Written tasks —
1. In the passage on QE, what is the net present value of the profit or loss given to person z at the current state prices?
2. Continue the passage on QE from the point where it stops.

Page extract —
Now, WLOG (without loss of generality; this will still be true in general, even though now we will restrict our attention to a specific case.), for simple clarity, let's, for now, assume the case where the government announces its plan to foist this profit/loss on just one person, our intrepid person z. They're not going to split it 50-50 between persons z and w, or 71-29, or split it evenly among every person in the country. They could, again WLOG, as I'll go into later, but here the whole profit loss that will occur at time t+1 will go just to person z.

How will person z, an optimizing mother–shut your mouth! (Shaft reference for you young'ns), react to this?

Well, person z was optimizing before the QE. The amount of saving he chose, and how he chose to invest that saving, was optimal given the prices (and state dependent price paths) at the time, the "_" ones.

If those prices don't change, as we posit, but now person z finds out he will be getting, p_(t)x(t+1) – p_(t+1), at time t+1, how will his optimal strategy change?

Will he save more in his two period life? Will he invest his savings differently? Buy a different set of state-price contracts, store/invest more for the return x(t+1)? What?

Well, the first thing to notice in answering this question is that the profit/loss, p_(t)x(t+1) – p_(t+1), at the existing "_" state prices, is, at time t, worth,…


You're giving person z, at time t, something that's worth zero at time t. Its net present value at the current ("_") state prices is zero. It's not a cost, and it's not a benefit.


We started in equilibrium, so there were no arbitrages, and Wallace explicitly requires this with equations (3) and (4).

If p_(t)x(t+1) is worth more than p_(t+1) at the time t state-prices, then there would be an arbitrage. You would just:

1) Sell short a dollar to someone, and get p_(t) C's. You now owe them a dollar at time t+1, which will cost you p_(t+1) C's at time t+1.

2) You take your p_(t) C's and store/invest them at x(t+1) which will give you p_(t)x(t+1) C's at time t+1. You use those C's to pay off the person you owe from the short sale a dollar, which costs you p(t+1) C's to buy.

So, this strategy cost you nothing at time t, and at time t+1 you get:

p_(t)x(t+1) – p_(t+1)

Information supplied —
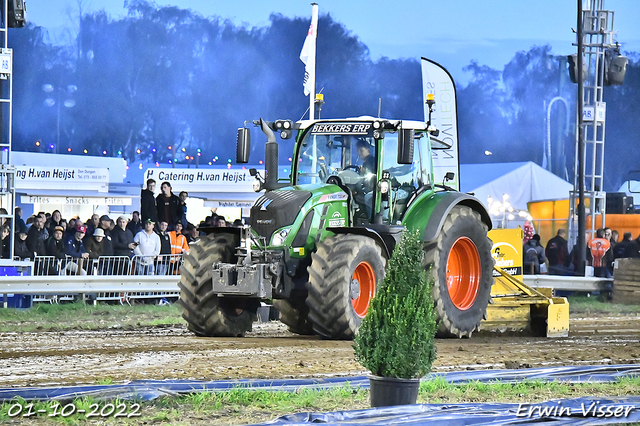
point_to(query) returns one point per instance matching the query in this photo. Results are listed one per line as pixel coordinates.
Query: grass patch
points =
(242, 406)
(81, 316)
(598, 304)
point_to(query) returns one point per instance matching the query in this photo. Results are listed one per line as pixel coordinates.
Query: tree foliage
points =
(397, 336)
(168, 77)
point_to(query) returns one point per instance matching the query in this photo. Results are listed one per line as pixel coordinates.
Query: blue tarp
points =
(577, 411)
(449, 414)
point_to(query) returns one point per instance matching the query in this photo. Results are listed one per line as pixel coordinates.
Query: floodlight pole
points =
(582, 254)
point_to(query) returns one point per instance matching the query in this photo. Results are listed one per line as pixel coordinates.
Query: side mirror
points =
(243, 145)
(405, 146)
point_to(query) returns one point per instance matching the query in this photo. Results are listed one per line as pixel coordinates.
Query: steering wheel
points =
(352, 166)
(323, 172)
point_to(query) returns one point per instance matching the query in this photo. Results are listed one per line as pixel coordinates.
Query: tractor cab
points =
(362, 158)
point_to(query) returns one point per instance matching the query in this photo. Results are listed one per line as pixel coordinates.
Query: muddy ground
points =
(270, 351)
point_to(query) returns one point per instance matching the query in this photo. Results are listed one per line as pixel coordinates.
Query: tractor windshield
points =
(350, 157)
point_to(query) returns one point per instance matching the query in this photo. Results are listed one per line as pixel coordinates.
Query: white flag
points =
(308, 53)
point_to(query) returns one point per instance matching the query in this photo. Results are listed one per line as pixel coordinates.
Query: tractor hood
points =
(276, 209)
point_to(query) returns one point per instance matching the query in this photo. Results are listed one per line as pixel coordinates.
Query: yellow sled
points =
(514, 305)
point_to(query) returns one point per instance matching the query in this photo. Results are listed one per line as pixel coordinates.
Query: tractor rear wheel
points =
(344, 273)
(208, 315)
(294, 312)
(461, 266)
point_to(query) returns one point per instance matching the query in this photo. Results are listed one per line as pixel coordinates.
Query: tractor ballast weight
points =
(319, 241)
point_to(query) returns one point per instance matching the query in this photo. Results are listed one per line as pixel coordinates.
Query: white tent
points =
(522, 182)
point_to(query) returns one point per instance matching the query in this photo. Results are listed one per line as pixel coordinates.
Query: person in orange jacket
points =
(179, 246)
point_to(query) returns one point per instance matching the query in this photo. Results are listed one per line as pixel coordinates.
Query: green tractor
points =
(319, 242)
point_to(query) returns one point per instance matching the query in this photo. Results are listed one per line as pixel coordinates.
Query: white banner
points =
(202, 180)
(76, 201)
(73, 178)
(438, 81)
(308, 54)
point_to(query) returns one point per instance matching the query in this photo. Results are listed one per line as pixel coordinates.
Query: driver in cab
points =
(368, 161)
(367, 171)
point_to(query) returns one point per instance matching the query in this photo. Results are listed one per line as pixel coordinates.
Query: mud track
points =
(270, 351)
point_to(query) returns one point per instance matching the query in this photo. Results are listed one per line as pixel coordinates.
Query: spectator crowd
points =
(150, 242)
(556, 259)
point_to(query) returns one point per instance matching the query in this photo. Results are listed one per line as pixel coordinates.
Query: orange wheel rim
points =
(463, 273)
(363, 288)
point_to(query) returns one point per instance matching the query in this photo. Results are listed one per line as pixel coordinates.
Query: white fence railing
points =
(108, 278)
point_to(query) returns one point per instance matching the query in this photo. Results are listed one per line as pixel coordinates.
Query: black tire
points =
(294, 313)
(208, 315)
(330, 289)
(460, 312)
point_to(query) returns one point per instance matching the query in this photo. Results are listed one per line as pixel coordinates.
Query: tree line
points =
(166, 84)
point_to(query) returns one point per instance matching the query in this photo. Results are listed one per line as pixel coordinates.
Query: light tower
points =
(598, 63)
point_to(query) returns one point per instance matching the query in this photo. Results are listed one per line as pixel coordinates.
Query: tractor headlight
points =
(279, 237)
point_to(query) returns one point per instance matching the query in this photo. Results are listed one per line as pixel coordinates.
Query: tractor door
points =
(405, 179)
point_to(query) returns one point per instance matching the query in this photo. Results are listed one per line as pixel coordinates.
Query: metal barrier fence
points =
(164, 265)
(168, 264)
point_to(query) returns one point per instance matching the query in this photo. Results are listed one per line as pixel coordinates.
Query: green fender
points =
(428, 212)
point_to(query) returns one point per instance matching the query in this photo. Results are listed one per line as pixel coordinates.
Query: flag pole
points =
(308, 56)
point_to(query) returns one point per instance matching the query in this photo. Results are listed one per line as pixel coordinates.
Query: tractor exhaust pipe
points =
(270, 157)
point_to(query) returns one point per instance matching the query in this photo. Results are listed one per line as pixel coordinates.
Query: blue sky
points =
(451, 32)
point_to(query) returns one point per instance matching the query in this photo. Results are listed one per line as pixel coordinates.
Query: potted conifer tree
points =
(396, 340)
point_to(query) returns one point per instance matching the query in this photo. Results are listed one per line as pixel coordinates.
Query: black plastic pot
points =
(387, 391)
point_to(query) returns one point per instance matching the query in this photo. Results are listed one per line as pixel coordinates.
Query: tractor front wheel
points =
(461, 265)
(344, 274)
(207, 314)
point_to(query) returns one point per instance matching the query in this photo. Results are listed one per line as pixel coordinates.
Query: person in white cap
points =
(147, 250)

The responses —
1. Zero.

2.
If this expression is not zero, then an arbitrage would exist. So, given you assume that the economy starts in equilibrium, you assume that this expression is equal to zero.

I'm not going to show the details of every arbitrage in this post to keep it from really getting long, but if you'd like to see them, just email me. And, I'll eventually do an article version of this which will at least be at my academic site, which will go through all claimed arbitrages in end notes or appendices.

So, the profit/loss that the government foists upon person z (or some combination of citizens in the economy) is worth zero at time t. So person z can completely rid himself of it for free. He can sell it in the markets for nothing. And, in fact, that's just what he will do!

How can I be so sure of that? Well, whatever his utility function was, he was optimizing perfectly before the QE at the market prices (and their state-dependent paths) that existed before the QE. If those same state prices still exist after the QE (as we're assuming, and then seeing what happens), then he will choose the same consumption and investment path as before. He won't change anything. Give him some new investment, worth zero, that changes his state-dependent consumption and investment paths, and he will sell it.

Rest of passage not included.